Stated task = Repeat the whole of the data, keeping every detail the same.

Begin Information shown

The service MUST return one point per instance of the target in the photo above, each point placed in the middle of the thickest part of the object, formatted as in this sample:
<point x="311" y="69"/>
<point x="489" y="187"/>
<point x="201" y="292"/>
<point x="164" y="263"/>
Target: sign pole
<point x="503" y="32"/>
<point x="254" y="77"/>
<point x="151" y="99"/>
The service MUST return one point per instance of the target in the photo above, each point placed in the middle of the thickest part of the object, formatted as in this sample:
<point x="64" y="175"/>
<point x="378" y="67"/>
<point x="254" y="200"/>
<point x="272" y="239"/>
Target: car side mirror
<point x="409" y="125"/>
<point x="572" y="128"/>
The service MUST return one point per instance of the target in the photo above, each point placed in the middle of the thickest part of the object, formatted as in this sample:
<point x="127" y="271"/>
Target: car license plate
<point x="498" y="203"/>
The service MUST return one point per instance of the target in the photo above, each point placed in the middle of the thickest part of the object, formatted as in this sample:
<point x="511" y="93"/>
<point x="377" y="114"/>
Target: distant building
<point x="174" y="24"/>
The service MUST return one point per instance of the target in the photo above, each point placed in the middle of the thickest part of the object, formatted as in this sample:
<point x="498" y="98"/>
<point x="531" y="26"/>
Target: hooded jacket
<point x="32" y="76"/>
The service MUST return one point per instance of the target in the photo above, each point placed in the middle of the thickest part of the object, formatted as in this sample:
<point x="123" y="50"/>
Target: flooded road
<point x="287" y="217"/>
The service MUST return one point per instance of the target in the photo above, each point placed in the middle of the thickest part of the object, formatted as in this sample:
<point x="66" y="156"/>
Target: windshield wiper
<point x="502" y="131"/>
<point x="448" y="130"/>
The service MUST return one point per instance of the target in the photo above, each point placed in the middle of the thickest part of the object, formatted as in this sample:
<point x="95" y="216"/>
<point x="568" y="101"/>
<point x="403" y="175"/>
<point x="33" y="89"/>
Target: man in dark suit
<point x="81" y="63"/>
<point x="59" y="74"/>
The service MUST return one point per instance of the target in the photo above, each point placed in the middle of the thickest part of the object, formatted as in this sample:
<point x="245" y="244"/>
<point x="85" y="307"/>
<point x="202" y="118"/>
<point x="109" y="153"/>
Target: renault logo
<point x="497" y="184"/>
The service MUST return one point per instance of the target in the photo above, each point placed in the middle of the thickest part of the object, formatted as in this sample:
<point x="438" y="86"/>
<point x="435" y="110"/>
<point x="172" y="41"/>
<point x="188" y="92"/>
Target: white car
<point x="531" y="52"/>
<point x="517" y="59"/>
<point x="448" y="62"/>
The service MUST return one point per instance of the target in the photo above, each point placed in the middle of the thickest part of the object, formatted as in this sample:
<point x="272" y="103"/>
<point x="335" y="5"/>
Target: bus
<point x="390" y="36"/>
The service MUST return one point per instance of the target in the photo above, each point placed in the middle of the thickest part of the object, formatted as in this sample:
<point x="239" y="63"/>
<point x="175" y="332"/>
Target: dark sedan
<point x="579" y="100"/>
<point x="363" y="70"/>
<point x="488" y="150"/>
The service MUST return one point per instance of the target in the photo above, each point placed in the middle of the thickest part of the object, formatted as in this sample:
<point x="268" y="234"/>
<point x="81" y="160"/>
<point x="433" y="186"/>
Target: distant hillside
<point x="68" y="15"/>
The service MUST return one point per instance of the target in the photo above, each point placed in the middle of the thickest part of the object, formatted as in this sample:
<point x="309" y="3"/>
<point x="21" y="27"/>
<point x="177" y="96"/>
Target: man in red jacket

End Information shown

Solution =
The service MUST return one point per instance of the target in the photo above, each point placed in the middle of the thickest part of the object, formatted as in this sample:
<point x="311" y="69"/>
<point x="489" y="187"/>
<point x="201" y="292"/>
<point x="164" y="263"/>
Target: sign pole
<point x="503" y="32"/>
<point x="254" y="77"/>
<point x="151" y="99"/>
The service MUST return one point per instance of the target in the photo above, each point placed in the middle of the thickest part of the object, formatted as in this sample:
<point x="64" y="175"/>
<point x="378" y="67"/>
<point x="254" y="200"/>
<point x="272" y="239"/>
Target: car side mirror
<point x="409" y="125"/>
<point x="572" y="128"/>
The service MUST return one point per instance of the target in the photo above, each point placed in the middle of the thickest part of the object, formatted as in this sample:
<point x="127" y="271"/>
Target: car license plate
<point x="498" y="203"/>
The service MUST return one point per instance of the target in the photo above, each point placed in the middle of the thickest part of the object, formatted as in this sample:
<point x="511" y="93"/>
<point x="377" y="114"/>
Target: distant building
<point x="174" y="24"/>
The service MUST return one point per instance of the target in the photo above, each point placed in the middle of the thickest part of the object, formatted as in this sample:
<point x="498" y="98"/>
<point x="531" y="26"/>
Target: hooded jacket
<point x="32" y="76"/>
The service MUST return one point per instance of the target in the photo above, each point placed in the middle of the thickest part of the object, formatted as in this sample:
<point x="123" y="50"/>
Target: flooded road
<point x="287" y="217"/>
The service MUST return one point per instance of the target in the photo above, each point placed in the middle of the thickest part of the object, formatted as in this sample:
<point x="66" y="156"/>
Target: windshield wiper
<point x="502" y="131"/>
<point x="448" y="130"/>
The service MUST return one point per instance of the target in the photo above, each point placed in the middle of the thickest part of the object, formatted as in this sample:
<point x="95" y="216"/>
<point x="568" y="101"/>
<point x="403" y="175"/>
<point x="33" y="89"/>
Target: man in dark suit
<point x="81" y="63"/>
<point x="59" y="74"/>
The service MUST return one point per instance of the target in the photo above, each point placed in the middle of the thickest part of the object, formatted as in this sample:
<point x="245" y="244"/>
<point x="85" y="307"/>
<point x="202" y="118"/>
<point x="109" y="153"/>
Target: renault logo
<point x="497" y="184"/>
The service MUST return one point per instance of the target in the photo above, each point placed in the middle of the thickest part of the object, formatted as in this sample:
<point x="438" y="86"/>
<point x="435" y="110"/>
<point x="172" y="41"/>
<point x="188" y="92"/>
Target: white car
<point x="531" y="52"/>
<point x="517" y="59"/>
<point x="448" y="62"/>
The service MUST return one point per instance of the target in the photo above, each point placed in the middle of the thickest part of the object, formatted as in this sample:
<point x="272" y="103"/>
<point x="335" y="5"/>
Target: bus
<point x="390" y="36"/>
The service MUST return one point per instance of the target in the photo above, each point placed in the middle of the thickest part of the object, formatted as in this sample:
<point x="239" y="63"/>
<point x="175" y="332"/>
Target: dark sedan
<point x="579" y="100"/>
<point x="363" y="70"/>
<point x="488" y="150"/>
The service MUST return one point per instance of the target in the photo above, each point placed in the middle of the thickest part of the object, formatted as in this sample:
<point x="268" y="234"/>
<point x="81" y="160"/>
<point x="433" y="186"/>
Target: distant hillside
<point x="68" y="15"/>
The service MUST return one point per instance of the target in the photo above, each point placed in the middle of the thickest part of the object, formatted as in this sample:
<point x="309" y="3"/>
<point x="21" y="27"/>
<point x="177" y="96"/>
Target: man in red jacket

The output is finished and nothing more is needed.